Start of Extract
As teams began arriving Monday, news circulated that Baylor, the second-ranked men’s team in the country, had canceled its trip to Bubbleville after coach Scott Drew tested positive Friday and began a mandatory quarantine. At first, Baylor indicated it still would participate but then changed course.
The men’s team from Stephen F. Austin State University in Nacogdoches, Texas, was undone Monday by a positive test among its support staff after the team arrived at Mohegan Sun, according to the team's website.
The University of Rhode Island’s men’s team replaced Baylor in the Empire Classic, earning a date with No. 18 Arizona State in a first-round game at 7 p.m. Wednesday and another game Thursday against either No. 3 Villanova or Boston College. ESPN was scheduled to televise both games.
With Bubbleville drawing near last week, Greg Procino, the Naismith Memorial Hall of Fame’s vice president for basketball operations, was feeling good “about the things we can control.” In an interview, he said the Springfield, Mass.-based Hall of Fame, which has sponsored basketball tournaments at Mohegan Sun for more than a decade, looked no further than Uncasville when it set about saving the college basketball season.
End of Extract
▸ **Work instructions**:
Extend the report on the Bubbleville college basketball tournaments, picking up after its last sentence. Nothing in the material is needed for this.
Start of Exercise data
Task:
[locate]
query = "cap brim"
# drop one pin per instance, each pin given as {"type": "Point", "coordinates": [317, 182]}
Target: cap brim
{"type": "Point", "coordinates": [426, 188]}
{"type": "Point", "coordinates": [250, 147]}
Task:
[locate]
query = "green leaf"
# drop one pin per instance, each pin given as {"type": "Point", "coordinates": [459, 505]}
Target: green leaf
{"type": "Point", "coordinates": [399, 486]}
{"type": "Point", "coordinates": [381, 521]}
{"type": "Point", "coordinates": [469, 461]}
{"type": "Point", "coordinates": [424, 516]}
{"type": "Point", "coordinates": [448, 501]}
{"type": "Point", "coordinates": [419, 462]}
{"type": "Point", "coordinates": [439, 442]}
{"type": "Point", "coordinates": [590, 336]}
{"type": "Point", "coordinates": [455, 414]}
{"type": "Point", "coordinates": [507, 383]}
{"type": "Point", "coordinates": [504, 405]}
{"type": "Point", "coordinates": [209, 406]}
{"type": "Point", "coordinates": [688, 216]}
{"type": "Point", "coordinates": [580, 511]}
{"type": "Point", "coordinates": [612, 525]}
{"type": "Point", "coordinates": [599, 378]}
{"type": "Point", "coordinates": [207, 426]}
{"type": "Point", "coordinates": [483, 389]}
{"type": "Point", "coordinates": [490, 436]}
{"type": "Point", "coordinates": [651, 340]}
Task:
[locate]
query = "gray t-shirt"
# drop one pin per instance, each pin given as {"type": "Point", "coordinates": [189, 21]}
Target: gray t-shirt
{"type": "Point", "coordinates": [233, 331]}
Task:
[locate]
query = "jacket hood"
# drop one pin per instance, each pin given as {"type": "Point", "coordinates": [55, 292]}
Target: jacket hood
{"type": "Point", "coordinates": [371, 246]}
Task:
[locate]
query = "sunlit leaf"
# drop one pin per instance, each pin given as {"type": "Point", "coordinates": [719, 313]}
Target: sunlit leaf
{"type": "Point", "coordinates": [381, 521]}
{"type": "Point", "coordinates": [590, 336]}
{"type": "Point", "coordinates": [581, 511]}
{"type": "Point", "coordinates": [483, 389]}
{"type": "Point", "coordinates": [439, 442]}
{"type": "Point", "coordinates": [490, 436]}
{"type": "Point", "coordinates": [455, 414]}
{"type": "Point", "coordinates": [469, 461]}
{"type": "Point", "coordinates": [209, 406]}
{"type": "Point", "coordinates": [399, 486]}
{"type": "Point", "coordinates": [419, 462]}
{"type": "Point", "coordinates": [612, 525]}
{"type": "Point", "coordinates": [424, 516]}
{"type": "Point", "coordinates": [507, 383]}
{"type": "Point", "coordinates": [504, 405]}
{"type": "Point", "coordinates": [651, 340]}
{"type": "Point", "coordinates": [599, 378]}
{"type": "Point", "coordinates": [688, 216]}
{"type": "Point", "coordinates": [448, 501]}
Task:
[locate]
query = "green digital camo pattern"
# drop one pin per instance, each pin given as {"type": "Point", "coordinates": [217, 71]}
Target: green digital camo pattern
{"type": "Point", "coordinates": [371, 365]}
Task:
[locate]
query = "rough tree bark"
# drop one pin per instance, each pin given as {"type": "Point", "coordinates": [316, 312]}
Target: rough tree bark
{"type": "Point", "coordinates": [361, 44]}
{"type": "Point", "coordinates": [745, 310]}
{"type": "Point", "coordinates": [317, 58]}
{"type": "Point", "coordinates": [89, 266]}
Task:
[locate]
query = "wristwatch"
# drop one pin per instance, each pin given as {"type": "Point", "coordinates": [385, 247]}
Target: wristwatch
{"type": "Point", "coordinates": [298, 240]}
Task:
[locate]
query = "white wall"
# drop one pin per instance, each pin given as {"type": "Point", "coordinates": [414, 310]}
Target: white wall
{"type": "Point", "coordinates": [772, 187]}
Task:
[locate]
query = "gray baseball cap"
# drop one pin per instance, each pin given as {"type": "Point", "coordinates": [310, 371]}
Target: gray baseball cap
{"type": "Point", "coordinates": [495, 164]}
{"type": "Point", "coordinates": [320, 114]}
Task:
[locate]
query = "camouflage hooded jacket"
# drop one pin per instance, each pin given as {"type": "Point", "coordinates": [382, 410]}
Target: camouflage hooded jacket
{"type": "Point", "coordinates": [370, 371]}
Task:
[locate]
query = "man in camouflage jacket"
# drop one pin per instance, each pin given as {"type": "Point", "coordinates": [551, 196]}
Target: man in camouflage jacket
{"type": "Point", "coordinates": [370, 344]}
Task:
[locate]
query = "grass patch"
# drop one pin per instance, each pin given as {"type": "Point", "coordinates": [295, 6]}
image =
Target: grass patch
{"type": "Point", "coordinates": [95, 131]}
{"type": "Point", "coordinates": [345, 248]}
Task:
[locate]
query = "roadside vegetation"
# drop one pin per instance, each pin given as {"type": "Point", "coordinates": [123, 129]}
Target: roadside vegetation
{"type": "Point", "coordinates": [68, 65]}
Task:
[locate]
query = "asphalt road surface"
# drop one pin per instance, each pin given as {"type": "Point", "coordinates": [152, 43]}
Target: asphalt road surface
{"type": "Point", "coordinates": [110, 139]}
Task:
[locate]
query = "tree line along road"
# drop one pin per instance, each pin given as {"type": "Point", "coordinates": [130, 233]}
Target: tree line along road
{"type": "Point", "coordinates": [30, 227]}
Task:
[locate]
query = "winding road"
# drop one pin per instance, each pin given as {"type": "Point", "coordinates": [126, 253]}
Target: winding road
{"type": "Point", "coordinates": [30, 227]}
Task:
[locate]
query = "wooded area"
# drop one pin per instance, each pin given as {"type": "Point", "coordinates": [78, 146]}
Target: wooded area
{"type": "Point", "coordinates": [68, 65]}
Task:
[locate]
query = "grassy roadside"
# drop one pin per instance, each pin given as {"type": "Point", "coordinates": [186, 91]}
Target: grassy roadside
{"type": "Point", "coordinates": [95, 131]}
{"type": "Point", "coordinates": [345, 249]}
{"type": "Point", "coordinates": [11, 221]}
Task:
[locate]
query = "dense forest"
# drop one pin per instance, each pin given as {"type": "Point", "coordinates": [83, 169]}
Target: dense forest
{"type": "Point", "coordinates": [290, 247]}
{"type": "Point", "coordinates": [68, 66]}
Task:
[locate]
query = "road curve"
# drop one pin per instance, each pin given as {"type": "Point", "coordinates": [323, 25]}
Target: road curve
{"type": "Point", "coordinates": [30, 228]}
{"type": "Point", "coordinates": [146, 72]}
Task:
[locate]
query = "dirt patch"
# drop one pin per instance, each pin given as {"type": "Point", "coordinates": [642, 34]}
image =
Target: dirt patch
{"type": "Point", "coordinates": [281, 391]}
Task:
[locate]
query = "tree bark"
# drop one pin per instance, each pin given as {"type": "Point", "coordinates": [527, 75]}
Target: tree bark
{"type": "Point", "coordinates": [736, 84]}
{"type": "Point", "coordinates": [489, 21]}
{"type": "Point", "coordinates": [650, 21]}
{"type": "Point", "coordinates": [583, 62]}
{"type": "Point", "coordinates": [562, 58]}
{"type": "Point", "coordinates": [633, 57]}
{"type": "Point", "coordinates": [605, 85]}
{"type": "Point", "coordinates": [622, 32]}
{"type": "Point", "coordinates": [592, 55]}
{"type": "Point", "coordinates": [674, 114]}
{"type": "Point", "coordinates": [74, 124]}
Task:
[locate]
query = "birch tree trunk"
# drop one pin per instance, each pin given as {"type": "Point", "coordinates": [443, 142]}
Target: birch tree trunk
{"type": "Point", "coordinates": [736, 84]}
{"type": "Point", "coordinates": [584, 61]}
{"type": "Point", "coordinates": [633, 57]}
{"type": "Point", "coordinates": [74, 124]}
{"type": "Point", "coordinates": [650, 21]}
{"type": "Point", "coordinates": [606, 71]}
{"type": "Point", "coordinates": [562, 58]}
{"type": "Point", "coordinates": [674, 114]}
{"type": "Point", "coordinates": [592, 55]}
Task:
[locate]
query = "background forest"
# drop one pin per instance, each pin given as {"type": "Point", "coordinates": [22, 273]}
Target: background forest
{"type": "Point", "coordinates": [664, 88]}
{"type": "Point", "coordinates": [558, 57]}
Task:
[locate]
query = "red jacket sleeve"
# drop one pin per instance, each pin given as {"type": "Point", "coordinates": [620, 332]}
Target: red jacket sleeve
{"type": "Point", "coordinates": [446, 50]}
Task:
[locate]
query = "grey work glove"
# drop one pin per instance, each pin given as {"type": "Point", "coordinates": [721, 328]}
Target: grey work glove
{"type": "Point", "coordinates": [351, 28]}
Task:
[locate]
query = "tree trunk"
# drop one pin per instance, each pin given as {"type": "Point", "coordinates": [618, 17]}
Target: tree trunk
End of Exercise data
▸ **Expected answer**:
“What got us moving is Mohegan Sun’s can-do approach,” Procino said. “We had some early-season tournaments scheduled around the country at arenas that just couldn’t handle them after COVID. We wanted to help these teams we had under contract. When Mohegan Sun entered into its agreement with Viacom, we started our discussions with them.”
Mohegan Sun’s corporate parent, Mohegan Gaming & Entertainment, had signed a deal with ViacomCBS to serve as a broadcast center for boxing matches and mixed martial arts events that have been staged, bubblelike, in Mohegan Sun Arena since July, creating a contained environment in which production crews, technicians, athletes and staff undergo regular COVID-19 testing while confined to the premises.
Mohegan Sun unsuccessfully bid on the WNBA bubble awarded to IMG Academy in Bradenton, Fla.
“They have so much square footage. They have the ability to distance, to create private zones,” Procino said of Mohegan Sun. “After the measures they took to reopen (the casino) in June, we got moving."
He said Bubbleville is a collaboration among the Hall of Fame, Mohegan Sun and the Gazelle Group, a sports marketing firm that produces numerous events, including several of the college basketball tournaments that have been incorporated as part of Bubbleville.
“Every game has a story behind it,” Procino said, describing the Bubbleville schedule as a “jigsaw puzzle.”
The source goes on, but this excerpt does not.